[[ EXTRACT open ]]

The pandemic could leave us with congestion chaos – here’s how to avoid it - The Conversation


When the pandemic hit in early 2020, a rapid decrease in urban private car use was seen globally. Satellite navigation company TomTom reported that 387 cities across the world experienced a decrease in congestion.


Similarly, a decrease in public transport usage was seen as governments across the world imposed lockdown restrictions. Many millions of people began to work remotely and the decades of technological advances in communications played a vital role in enabling our societies to continue to operate.


However, as restrictions on movements relax in some countries and a return to pre-pandemic mobility patterns starts, many cities are reporting increased congestion levels.


It seems we are at a tipping point and could revert to unsustainable and high carbon modes without clever interventions from national governments. Where people are reluctant to return to the use of public transport, research is showing that a greater focus needs to be placed upon active travel (non-motorised transport such as walking and cycling) and use of electric bikes and scooters.


Prior to the pandemic, cities such as Vancouver and Copenhagen and governments across the world were already trying to encourage people to use low-carbon methods of transport. The aim of these policies was, and continues to be, to reduce congestion, improve air quality, and ultimately to reduce our carbon emissions.


But there’s a possibility that a lasting impact of the pandemic may be a setback in attitudes towards public transport and therefore an increase in private car usage. Research conducted on the New York transport system has shown that public transport may only get back to 73% of pre-pandemic levels of passengers – and there could be a knock-on effect of increased private car usage.


It seems most of this decrease in public transport use is as a result of a fear of exposure to the virus. Research conducted in Dublin demonstrated that the majority of respondents in a back-to-work survey indicated a fear of using public transport for this very reason.


But the results also showed that public transport could be substituted with active travel. A similar Spanish study examined how mobility patterns were changed by the pandemic and, like the Irish study, showed that public transport was the mode seeing the biggest decrease in use.

[[ EXTRACT closed ]]

Reproduce the stretch of the pandemic congestion article from "Prior to the" through "our carbon emissions.", keeping every word and punctuation mark unchanged.

[[ LISTED RECORDS open ]]

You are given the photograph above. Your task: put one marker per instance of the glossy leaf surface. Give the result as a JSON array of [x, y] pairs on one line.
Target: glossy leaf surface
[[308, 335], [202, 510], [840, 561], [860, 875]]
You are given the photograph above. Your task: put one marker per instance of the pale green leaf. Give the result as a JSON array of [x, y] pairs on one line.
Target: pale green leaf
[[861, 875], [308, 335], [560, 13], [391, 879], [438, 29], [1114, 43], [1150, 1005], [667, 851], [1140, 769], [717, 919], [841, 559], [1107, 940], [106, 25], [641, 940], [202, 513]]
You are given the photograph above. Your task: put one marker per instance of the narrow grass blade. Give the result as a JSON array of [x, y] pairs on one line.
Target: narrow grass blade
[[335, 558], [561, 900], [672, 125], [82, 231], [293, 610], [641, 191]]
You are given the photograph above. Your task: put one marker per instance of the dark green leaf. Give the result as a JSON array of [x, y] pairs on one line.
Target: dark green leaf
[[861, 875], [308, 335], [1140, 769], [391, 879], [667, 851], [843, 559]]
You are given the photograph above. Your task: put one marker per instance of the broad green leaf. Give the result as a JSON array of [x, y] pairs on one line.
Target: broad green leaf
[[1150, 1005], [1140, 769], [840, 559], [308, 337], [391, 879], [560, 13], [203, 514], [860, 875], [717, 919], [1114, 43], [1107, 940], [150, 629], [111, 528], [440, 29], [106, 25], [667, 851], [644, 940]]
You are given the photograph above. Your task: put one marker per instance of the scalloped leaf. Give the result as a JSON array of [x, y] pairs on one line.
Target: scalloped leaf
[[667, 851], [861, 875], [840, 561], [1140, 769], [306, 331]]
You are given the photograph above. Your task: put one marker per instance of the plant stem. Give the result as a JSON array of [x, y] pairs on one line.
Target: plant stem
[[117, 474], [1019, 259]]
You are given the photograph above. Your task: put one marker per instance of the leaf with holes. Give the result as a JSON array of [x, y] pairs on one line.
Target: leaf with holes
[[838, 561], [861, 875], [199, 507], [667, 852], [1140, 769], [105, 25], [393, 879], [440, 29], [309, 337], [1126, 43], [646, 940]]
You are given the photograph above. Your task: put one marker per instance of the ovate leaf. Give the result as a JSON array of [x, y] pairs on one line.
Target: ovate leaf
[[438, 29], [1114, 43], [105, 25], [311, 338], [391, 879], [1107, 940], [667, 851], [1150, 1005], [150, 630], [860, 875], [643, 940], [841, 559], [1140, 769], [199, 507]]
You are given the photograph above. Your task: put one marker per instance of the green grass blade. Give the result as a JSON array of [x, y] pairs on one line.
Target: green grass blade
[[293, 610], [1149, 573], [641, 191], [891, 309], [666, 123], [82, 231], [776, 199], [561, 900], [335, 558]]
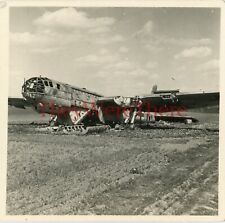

[[ LISTED RECORDS closed ]]

** ANSWER FOR THIS EXERCISE **
Prior to the pandemic, cities such as Vancouver and Copenhagen and governments across the world were already trying to encourage people to use low-carbon methods of transport. The aim of these policies was, and continues to be, to reduce congestion, improve air quality, and ultimately to reduce our carbon emissions.